=== Fragmento ===
Es que, huelga decirlo, la caída del Muro fue la cara visible de un fenómeno regional y una muestra de que la URSS –cada vez más ensimismada en su propia crisis– ya no podía disciplinar a los países del Bloque del Este como lo había hecho, por ejemplo, en la Primavera de Praga.
Pero el día en que el mundo tembló sigue marcando a fuego la vida de muchos alemanes en esta y otras ciudades. Bollwahn, por ejemplo, tiene un compromiso personal para difundir entre los jóvenes lo que ocurrió en esos tiempos ("saben muy poco de eso", dice) y viaja por Alemania y el mundo dando conferencias sobre el asunto.
Considera que los mayores logros de la reunificación han sido la libertad de opinión y la libertad de viajar más allá de los países del bloque soviético. Pero que hay una deuda importante: "En algunas regiones de la ex Alemania del Este el índice de desempleo es de dos dígitos", sostiene, y agrega que algunos desocupados, sobre todo los de más edad, "quisieran festejar el aniversario de la RDA, el 7 de octubre", porque en ese país que ya no existe tenían trabajo asegurado. "Es algo triste y alarmante", opina.
La amenaza de desempleo, la ruptura repentina del aislamiento y la falta de experiencia con la democracia (los alemanes orientales la obtuvieron en el 90, siete años después que los argentinos) se relacionan, entre otros factores, con la aparición de grupos marginales de neonazis en la ex Alemania Comunista.
En Dresde conocí en 2007 a Josephine Koch, una chica germano-oriental miembro de Bürger-Courage, una ONG que, con apoyo de entidades públicas y privadas, trabaja para comprometer a los habitantes de esta ciudad y sus alrededores en actividades pacíficas contra el rebrote del extremismo de derecha. También realiza muestras artísticas y encuentros culturales para difundir esas ideas.
Koch nació en Weimar, en la entonces Alemania del Este. Esa ciudad fue la cuna de la alta cultura alemana (allí vivieron Goethe y Schiller). Pero también sufrió los excesos del comunismo y, muy especialmente, los del nazismo, dado que se ubica en las cercanías de lo que fue el terrible campo de concentración de Buchenwald. El trabajo actual de Bürger-Courage sería impensable si no hubiese existido la RDA y la posterior reunificación.
Por intermedio de Bollwahn también conocí en 2007 a Thomas Lawinky, un actor que confesó haber sido espía de la Stasi y haber traicionado a un amigo que planeaba fugarse. Abordaba ese suceso públicamente en la obra Mala Zementbaum, que se exhibió en el teatro Maxim Gorki de Berlín, y después de la función discutía con los espectadores sobre su propia responsabilidad en esa tremenda historia. "En mi vientre soy una víctima. En mi cabeza, un agresor", declaraba Lawinky por ese entonces.
Conocí poco después a Jens Rübsam, un documentalista nacido en la ex Alemania del Este que ha filmado, entre otras, una película sobre Berlín del Oeste en la época del bloque soviético. El film se llama La isla Berlín Occidental por aquello de que esa parte de la actual capital de la Alemania unificada era una isla capitalista en un mar de comunismo y el objetivo soñado de muchos de sus compatriotas que ponían en riesgo sus vidas para llegar hasta allí.
=== Ítems proporcionados ===
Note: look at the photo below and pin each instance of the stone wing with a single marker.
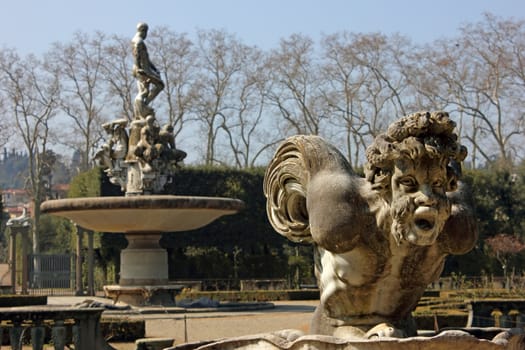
(286, 180)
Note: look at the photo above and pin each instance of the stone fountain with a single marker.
(141, 162)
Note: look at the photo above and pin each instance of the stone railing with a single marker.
(80, 326)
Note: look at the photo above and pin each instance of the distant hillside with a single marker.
(13, 170)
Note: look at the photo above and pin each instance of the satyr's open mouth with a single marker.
(425, 218)
(424, 224)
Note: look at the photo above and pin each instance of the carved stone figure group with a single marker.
(141, 161)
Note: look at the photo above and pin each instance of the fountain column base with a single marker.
(157, 295)
(143, 262)
(143, 267)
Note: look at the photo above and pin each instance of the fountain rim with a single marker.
(141, 202)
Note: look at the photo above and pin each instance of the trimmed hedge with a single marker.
(252, 295)
(11, 300)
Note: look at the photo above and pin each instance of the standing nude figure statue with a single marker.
(143, 69)
(379, 240)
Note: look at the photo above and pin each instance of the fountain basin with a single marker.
(143, 214)
(143, 219)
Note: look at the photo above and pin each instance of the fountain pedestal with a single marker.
(143, 262)
(143, 219)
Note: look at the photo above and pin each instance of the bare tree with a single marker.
(221, 58)
(295, 91)
(80, 63)
(176, 58)
(248, 136)
(32, 92)
(476, 75)
(116, 68)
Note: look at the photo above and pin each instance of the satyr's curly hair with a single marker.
(416, 135)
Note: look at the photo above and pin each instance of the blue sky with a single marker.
(31, 26)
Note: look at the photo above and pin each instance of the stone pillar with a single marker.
(143, 262)
(79, 288)
(25, 258)
(91, 265)
(12, 259)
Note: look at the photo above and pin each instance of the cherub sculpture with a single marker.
(379, 240)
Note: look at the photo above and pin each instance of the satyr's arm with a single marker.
(460, 232)
(338, 215)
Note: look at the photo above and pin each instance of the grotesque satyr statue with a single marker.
(379, 240)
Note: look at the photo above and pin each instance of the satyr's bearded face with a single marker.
(419, 206)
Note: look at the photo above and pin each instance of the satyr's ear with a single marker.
(286, 180)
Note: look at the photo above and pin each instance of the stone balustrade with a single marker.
(80, 326)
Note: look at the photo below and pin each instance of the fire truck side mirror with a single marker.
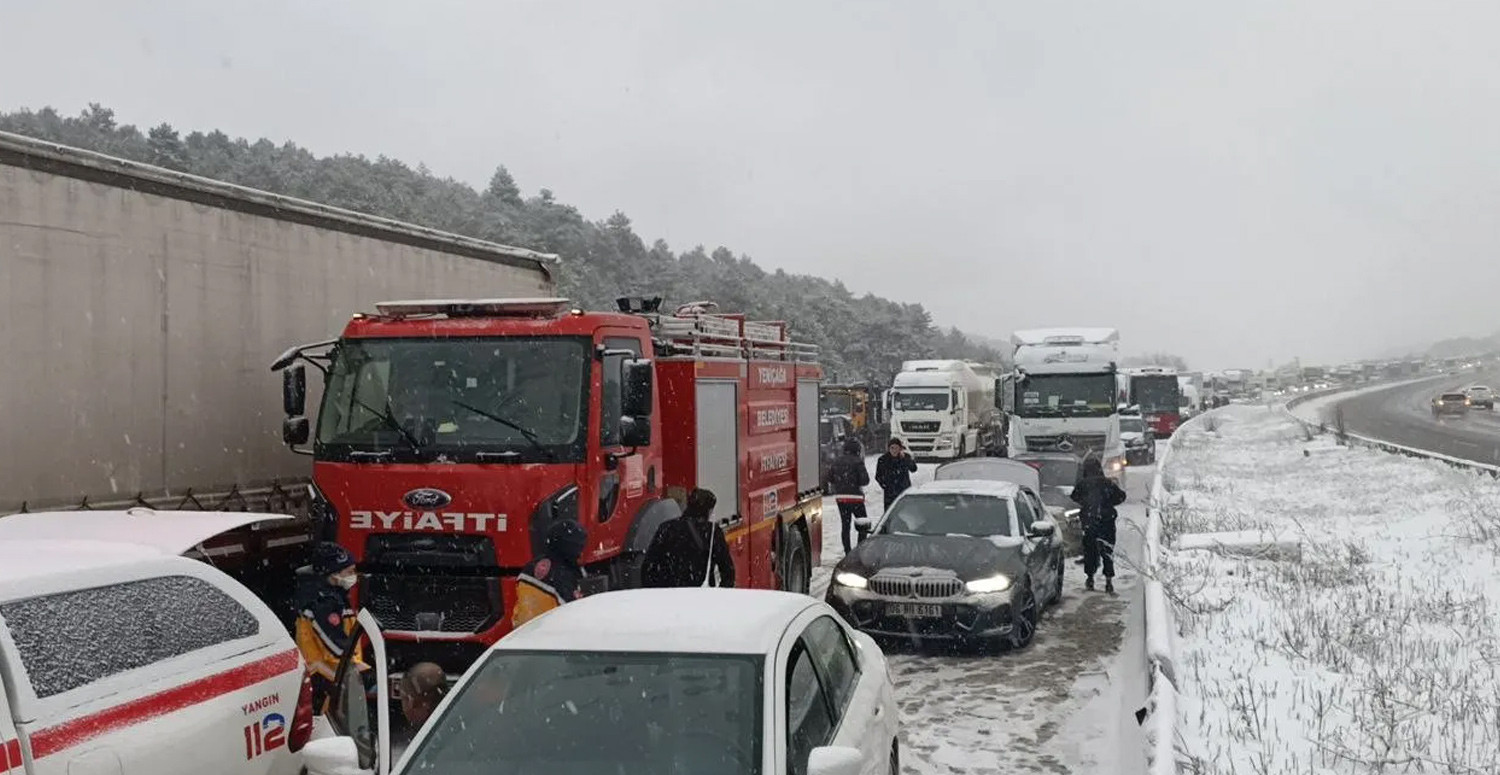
(636, 380)
(294, 390)
(635, 430)
(296, 430)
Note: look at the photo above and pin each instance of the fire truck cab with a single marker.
(452, 433)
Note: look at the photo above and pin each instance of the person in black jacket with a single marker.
(846, 483)
(894, 469)
(687, 549)
(1097, 498)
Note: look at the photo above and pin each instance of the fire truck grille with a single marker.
(434, 603)
(920, 586)
(1065, 444)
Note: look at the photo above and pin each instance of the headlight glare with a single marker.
(852, 580)
(993, 583)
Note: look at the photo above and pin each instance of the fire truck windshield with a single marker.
(474, 399)
(1065, 396)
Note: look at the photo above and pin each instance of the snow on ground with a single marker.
(1377, 651)
(1044, 709)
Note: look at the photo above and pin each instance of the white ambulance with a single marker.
(120, 657)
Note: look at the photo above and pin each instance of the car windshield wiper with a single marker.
(512, 424)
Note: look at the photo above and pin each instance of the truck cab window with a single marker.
(612, 391)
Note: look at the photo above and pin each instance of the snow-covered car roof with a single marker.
(683, 621)
(38, 567)
(992, 487)
(168, 532)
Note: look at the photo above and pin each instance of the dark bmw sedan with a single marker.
(954, 561)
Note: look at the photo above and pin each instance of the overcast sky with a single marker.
(1230, 182)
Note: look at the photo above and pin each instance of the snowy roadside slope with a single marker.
(1053, 708)
(1376, 651)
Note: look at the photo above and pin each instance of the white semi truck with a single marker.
(1067, 394)
(947, 408)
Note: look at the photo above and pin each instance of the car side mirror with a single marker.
(636, 380)
(635, 430)
(294, 390)
(296, 430)
(834, 760)
(332, 756)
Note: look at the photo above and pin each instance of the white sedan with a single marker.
(650, 682)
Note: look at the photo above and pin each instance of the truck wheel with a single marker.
(795, 574)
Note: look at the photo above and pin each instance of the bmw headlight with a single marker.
(852, 580)
(993, 583)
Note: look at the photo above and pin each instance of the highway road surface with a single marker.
(1403, 414)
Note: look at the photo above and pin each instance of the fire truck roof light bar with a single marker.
(476, 308)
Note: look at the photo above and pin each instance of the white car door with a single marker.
(831, 699)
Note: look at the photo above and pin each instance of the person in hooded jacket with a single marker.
(552, 579)
(687, 549)
(848, 477)
(894, 469)
(324, 619)
(1097, 496)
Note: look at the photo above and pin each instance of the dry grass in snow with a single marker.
(1377, 651)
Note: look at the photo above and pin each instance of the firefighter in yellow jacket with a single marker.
(324, 618)
(554, 577)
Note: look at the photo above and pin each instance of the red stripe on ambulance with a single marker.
(75, 732)
(11, 756)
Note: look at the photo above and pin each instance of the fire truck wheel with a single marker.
(794, 564)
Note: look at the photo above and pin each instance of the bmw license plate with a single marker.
(914, 610)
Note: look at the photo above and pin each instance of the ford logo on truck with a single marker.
(426, 498)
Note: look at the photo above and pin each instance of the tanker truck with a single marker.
(144, 305)
(945, 408)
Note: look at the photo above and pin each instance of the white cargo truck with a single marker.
(945, 408)
(1067, 394)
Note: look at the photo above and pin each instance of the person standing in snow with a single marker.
(552, 579)
(324, 618)
(846, 483)
(1097, 498)
(894, 469)
(689, 549)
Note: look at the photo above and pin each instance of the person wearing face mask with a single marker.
(324, 618)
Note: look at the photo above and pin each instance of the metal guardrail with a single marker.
(1355, 439)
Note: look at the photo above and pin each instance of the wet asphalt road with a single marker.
(1403, 415)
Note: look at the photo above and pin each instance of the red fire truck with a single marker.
(1158, 394)
(452, 433)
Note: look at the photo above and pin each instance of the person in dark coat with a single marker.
(848, 477)
(552, 579)
(1097, 498)
(894, 469)
(689, 549)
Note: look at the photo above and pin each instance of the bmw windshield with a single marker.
(948, 514)
(600, 712)
(492, 399)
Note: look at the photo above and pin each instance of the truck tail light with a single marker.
(302, 720)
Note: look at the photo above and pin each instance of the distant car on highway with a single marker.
(1140, 441)
(957, 561)
(740, 681)
(1479, 397)
(1455, 403)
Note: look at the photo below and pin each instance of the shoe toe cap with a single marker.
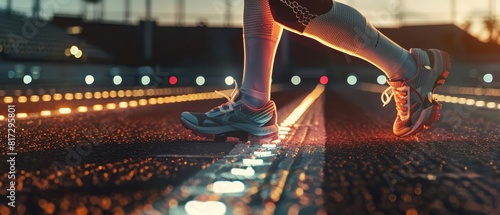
(189, 117)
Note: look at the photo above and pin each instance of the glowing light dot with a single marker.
(46, 98)
(123, 105)
(200, 80)
(97, 95)
(229, 80)
(172, 80)
(296, 80)
(88, 95)
(57, 97)
(64, 110)
(89, 79)
(8, 99)
(73, 50)
(381, 79)
(82, 109)
(22, 115)
(105, 94)
(34, 98)
(133, 104)
(323, 80)
(352, 80)
(117, 80)
(78, 54)
(27, 79)
(97, 107)
(22, 99)
(228, 187)
(145, 80)
(45, 113)
(68, 96)
(111, 106)
(488, 78)
(209, 207)
(78, 96)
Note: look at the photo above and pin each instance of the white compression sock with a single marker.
(345, 29)
(261, 37)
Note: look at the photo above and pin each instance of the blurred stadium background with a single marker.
(49, 44)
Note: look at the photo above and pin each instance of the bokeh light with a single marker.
(352, 80)
(296, 80)
(117, 80)
(89, 79)
(200, 80)
(229, 80)
(381, 79)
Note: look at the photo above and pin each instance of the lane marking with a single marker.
(242, 160)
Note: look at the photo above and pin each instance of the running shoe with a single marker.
(235, 118)
(416, 107)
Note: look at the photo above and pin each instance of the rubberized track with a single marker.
(109, 162)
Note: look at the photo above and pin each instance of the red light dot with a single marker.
(323, 80)
(172, 80)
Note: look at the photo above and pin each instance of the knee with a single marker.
(295, 15)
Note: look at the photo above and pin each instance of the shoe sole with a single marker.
(243, 136)
(431, 114)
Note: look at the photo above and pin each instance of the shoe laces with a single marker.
(230, 103)
(402, 98)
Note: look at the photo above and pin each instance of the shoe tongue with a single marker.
(237, 97)
(396, 84)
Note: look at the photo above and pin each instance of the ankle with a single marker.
(253, 102)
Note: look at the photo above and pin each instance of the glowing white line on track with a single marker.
(250, 155)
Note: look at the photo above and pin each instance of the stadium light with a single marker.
(381, 79)
(200, 80)
(323, 80)
(89, 79)
(11, 74)
(488, 78)
(352, 80)
(78, 54)
(172, 80)
(229, 80)
(73, 50)
(27, 79)
(296, 80)
(117, 80)
(145, 80)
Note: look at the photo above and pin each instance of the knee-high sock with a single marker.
(345, 29)
(261, 37)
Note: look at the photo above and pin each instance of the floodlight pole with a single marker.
(453, 9)
(180, 13)
(228, 13)
(9, 6)
(127, 11)
(36, 8)
(148, 10)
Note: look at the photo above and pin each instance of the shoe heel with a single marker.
(436, 106)
(441, 79)
(271, 138)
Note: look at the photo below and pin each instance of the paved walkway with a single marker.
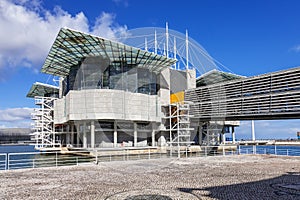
(230, 177)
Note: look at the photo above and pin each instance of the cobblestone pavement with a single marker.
(229, 177)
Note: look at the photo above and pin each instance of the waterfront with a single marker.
(230, 177)
(22, 156)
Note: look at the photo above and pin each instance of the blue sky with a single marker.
(248, 37)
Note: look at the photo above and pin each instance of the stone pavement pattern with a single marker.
(229, 177)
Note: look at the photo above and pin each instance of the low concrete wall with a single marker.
(107, 104)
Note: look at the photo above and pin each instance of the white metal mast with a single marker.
(175, 51)
(167, 40)
(187, 49)
(253, 130)
(146, 44)
(155, 43)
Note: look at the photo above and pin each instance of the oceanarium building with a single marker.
(112, 95)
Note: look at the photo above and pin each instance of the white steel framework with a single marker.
(44, 130)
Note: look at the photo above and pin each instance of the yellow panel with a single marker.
(177, 97)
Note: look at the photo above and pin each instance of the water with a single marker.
(16, 148)
(25, 156)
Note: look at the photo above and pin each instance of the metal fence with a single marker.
(10, 161)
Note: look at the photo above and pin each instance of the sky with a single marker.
(248, 37)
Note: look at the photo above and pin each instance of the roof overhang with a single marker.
(42, 89)
(71, 47)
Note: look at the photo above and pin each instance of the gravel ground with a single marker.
(230, 177)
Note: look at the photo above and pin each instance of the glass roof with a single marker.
(71, 47)
(41, 89)
(215, 76)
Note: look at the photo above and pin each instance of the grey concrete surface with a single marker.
(230, 177)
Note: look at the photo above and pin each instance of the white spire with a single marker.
(167, 40)
(155, 42)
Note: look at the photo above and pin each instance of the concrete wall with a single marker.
(107, 104)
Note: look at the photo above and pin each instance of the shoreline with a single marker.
(221, 177)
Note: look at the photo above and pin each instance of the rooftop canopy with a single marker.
(71, 47)
(215, 76)
(41, 89)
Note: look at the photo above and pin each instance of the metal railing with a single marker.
(11, 161)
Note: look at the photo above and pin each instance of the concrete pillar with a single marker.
(153, 134)
(253, 130)
(115, 134)
(134, 134)
(78, 134)
(84, 135)
(72, 134)
(233, 135)
(223, 138)
(92, 134)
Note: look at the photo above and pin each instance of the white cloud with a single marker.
(269, 129)
(28, 31)
(15, 117)
(121, 2)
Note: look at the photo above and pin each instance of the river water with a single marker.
(30, 157)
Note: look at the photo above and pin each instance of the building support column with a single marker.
(115, 134)
(134, 134)
(84, 135)
(153, 134)
(78, 134)
(68, 135)
(92, 134)
(233, 135)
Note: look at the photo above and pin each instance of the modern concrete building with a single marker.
(110, 95)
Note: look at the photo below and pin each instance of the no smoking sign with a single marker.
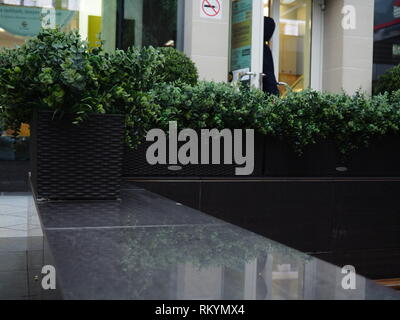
(211, 9)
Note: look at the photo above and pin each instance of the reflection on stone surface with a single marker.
(173, 252)
(147, 247)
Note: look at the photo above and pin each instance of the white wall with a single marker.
(348, 59)
(207, 41)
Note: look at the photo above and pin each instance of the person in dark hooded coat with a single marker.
(269, 81)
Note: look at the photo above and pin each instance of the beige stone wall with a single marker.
(207, 41)
(348, 54)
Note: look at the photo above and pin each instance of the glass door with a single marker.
(246, 54)
(291, 44)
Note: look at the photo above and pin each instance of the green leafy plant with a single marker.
(178, 67)
(56, 71)
(51, 71)
(389, 81)
(124, 79)
(209, 105)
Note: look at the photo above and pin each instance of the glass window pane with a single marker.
(149, 23)
(21, 19)
(295, 43)
(386, 36)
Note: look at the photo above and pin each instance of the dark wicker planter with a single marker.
(72, 162)
(135, 164)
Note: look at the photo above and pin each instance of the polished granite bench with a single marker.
(148, 247)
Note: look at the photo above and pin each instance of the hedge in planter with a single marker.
(307, 133)
(207, 105)
(53, 76)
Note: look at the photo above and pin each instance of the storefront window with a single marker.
(386, 36)
(295, 43)
(21, 19)
(150, 22)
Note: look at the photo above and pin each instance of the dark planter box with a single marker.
(135, 164)
(319, 160)
(74, 162)
(380, 159)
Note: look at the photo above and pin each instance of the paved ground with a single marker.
(17, 225)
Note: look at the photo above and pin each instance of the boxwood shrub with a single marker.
(178, 67)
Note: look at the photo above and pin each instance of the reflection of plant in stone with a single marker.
(147, 253)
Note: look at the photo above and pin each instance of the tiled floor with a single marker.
(17, 225)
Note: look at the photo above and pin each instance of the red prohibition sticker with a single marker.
(211, 9)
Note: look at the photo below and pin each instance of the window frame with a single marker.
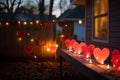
(93, 25)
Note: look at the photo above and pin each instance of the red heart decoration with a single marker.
(61, 23)
(67, 43)
(101, 55)
(41, 42)
(53, 48)
(77, 47)
(115, 58)
(28, 49)
(87, 51)
(20, 34)
(64, 37)
(48, 24)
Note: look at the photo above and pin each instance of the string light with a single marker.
(25, 23)
(80, 21)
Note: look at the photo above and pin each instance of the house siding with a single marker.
(114, 25)
(10, 47)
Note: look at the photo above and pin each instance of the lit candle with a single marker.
(90, 61)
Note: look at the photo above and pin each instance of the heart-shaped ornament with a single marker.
(28, 49)
(115, 59)
(101, 55)
(88, 50)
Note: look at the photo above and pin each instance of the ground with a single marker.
(37, 70)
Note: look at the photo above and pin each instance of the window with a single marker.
(100, 20)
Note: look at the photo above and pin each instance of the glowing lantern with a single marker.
(0, 23)
(19, 22)
(28, 49)
(19, 39)
(64, 37)
(28, 34)
(101, 55)
(66, 25)
(48, 49)
(37, 21)
(31, 23)
(61, 24)
(115, 58)
(41, 42)
(48, 24)
(53, 20)
(88, 50)
(32, 40)
(80, 21)
(20, 34)
(77, 47)
(53, 48)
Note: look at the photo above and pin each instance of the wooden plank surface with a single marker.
(92, 71)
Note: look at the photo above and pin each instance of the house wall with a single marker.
(79, 31)
(114, 25)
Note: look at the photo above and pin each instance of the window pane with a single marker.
(100, 7)
(101, 27)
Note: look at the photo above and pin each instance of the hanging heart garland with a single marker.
(88, 50)
(101, 55)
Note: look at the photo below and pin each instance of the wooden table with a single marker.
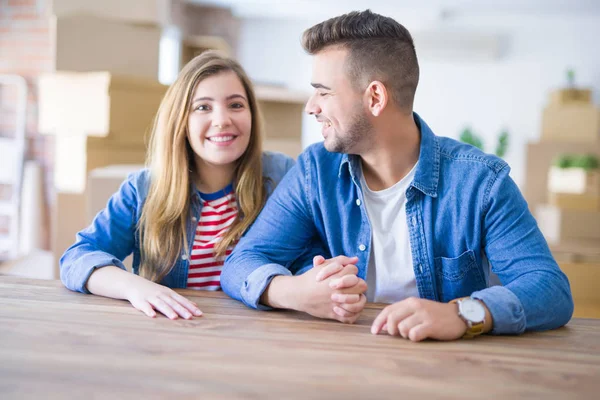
(58, 344)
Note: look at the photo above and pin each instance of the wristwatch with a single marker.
(473, 313)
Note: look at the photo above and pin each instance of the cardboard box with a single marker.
(570, 201)
(538, 160)
(283, 110)
(88, 43)
(560, 225)
(119, 107)
(67, 218)
(575, 123)
(76, 155)
(103, 183)
(291, 147)
(133, 11)
(565, 96)
(573, 180)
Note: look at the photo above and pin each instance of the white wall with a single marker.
(508, 91)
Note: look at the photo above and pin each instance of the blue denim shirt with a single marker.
(464, 214)
(113, 235)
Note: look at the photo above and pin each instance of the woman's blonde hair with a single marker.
(166, 212)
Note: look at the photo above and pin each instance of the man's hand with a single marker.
(346, 304)
(321, 298)
(418, 319)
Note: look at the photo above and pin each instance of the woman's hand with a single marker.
(148, 296)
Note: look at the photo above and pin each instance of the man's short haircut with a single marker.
(379, 48)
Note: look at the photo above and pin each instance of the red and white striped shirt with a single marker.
(218, 213)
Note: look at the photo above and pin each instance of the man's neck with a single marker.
(210, 178)
(394, 153)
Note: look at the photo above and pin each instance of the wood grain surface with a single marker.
(58, 344)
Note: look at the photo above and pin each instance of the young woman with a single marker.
(206, 183)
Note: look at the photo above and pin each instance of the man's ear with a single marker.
(377, 98)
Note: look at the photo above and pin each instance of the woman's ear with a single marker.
(377, 98)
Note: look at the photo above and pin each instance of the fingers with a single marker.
(147, 309)
(359, 288)
(328, 270)
(346, 281)
(345, 298)
(318, 260)
(190, 305)
(333, 266)
(420, 332)
(405, 326)
(163, 307)
(175, 306)
(343, 313)
(380, 320)
(354, 308)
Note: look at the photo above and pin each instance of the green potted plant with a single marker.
(469, 137)
(575, 173)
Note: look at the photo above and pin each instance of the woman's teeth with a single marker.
(221, 138)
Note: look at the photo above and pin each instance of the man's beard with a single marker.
(359, 129)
===
Consigna dada A
¿En qué teatro de Berlín se exhibió la obra Mala Zementbaum, según el fragmento sobre la reunificación alemana?
Consigna dada B
Por favor, prosigue el fragmento sobre la reunificación alemana a partir de su última oración.

Respuesta escrita A
En el teatro Maxim Gorki.

Respuesta escrita B
Capital del optimismo
Mucho ha cambiado desde el fin de la Guerra Fría: el Muro de la Vergüenza (en el Este había sido llamado Muro de Protección Antifascista) sobrevive sólo en unas pocas partes de la ciudad, que está muy lejos de ser una isla. Berlín, reducida a escombros durante la caída del nazismo, y diezmada y dividida por la Guerra Fría y el comunismo, es hoy la capital de la primera potencia de Europa. Es una ciudad profundamente optimista. ¿Cómo podría ser de otra manera? Fue destruida y está de pie; soportó las peores dictaduras y hoy es símbolo de libertad y cosmopolitismo.
Si bien conserva ese encanto de ciudad pobre pero sexy (según la fórmula de su alcalde, Klaus Wowereit), cada vez hay más proyectos inmobiliarios que ponen en tela de juicio su halo tradicional de urbe en la que todo es posible, también las utopías. Tal es así que el auge de la construcción empieza a amenazar la integridad de los restos del Muro: el proyecto inmobiliario Living Levels logró en marzo del año pasado que se removiera una parte de la East Side Gallery, aquel lugar de la pared repleto de murales que se volvió una de las postales típicas. Como las manifestaciones para evitarlo eran constantes, sólo se pudieron retirar de madrugada –y con 250 policías antidisturbios presentes– cuatro fragmentos de muro de 1,2 metros de ancho.
La prensa alemana reveló poco después que el responsable de Living Levels había sido trabajador no oficial de la Stasi, lo que le dio un giro inesperado al asunto: según la propia prensa de Berlín, un espía que se había beneficiado de la existencia de la pared parecía querer destruirla o transformarla en la valla del jardín de su proyecto inmobiliario.
Lo cierto es que el proyecto sigue adelante (será terminado a mediados de 2015) y que la East Side Gallery sigue recibiendo multitudes de turistas. También que cualquier otro inversor inmobiliario deberá poner las barbas en remojo antes de intentar borrar siquiera una parte ínfima de la historia.
Berlín es un museo al aire libre y los rastros del pasado siguen aquí, para quien quiera mirarlos. En 2009, durante unas cortas vacaciones en esta ciudad, Bollwahn me sugirió que visitara el Sowjetisches Ehrenmal (el cenotafio soviético) del parque de Treptow, un monumento hecho en la época de la RDA a los soldados del ejército rojo caídos en la liberación de la ciudad. Allí se ve una estatua enorme de un soldado con un niño en brazos que pisa una esvástica hecha añicos. Algunos todavía dejan flores para homenajear a esos soldados –enterrados en el lugar– pese a los excesos del totalitarismo comunista. Le hablé del tema a Nina Apin, periodista del TAZ y berlinesa por adopción. Y su marido, Sebastian Wagner, me dio una frase reveladora: "Aquí en Berlín sobreviven las utopías del socialismo pero no como dictadura del Estado, sino como opción solidaria individual".
Eso les permitiría a algunos berlineses homenajear a los soldados soviéticos que dieron su vida sin que eso suponga un homenaje al extinto régimen comunista. Su frase me hace pensar en muchos de los alemanes que menciono y que he tenido el gusto de conocer. Y en que apenas son un ejemplo de todos aquellos que, en este país, procuran transformar el pasado traumático en un estímulo para construir el futuro más venturoso.